• TASK BRIEF: Give again, exactly and only, the lines running from the one with "# give the pixel" to the end of the material below; leave out pictures.

• RECORDS FOR THE EXERCISE:
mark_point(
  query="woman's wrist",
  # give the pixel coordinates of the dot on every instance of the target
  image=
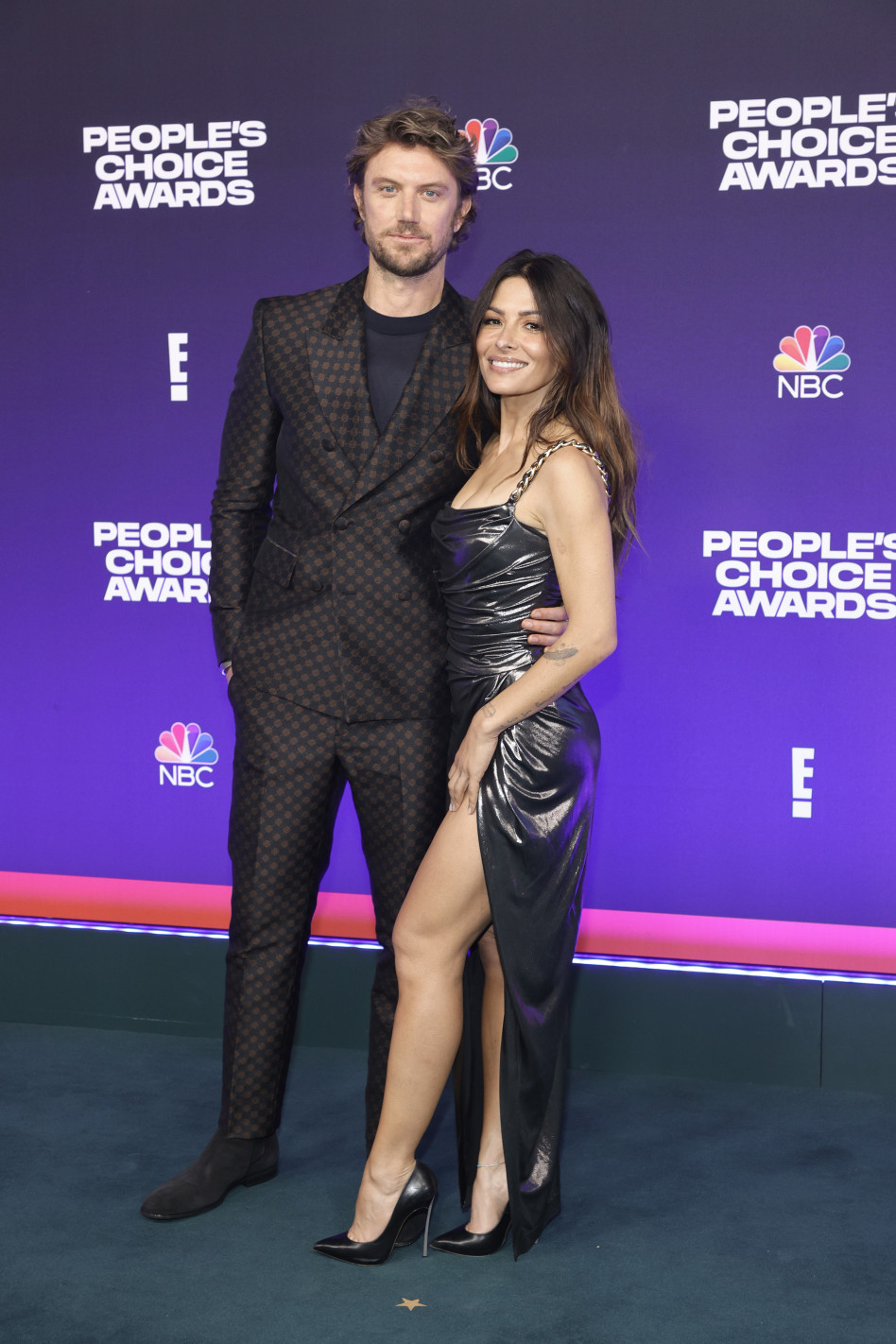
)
(487, 720)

• RESULT OF THIS EXERCISE:
  # give the pixel coordinates of the dot on every instance of the target
  image=
)
(487, 720)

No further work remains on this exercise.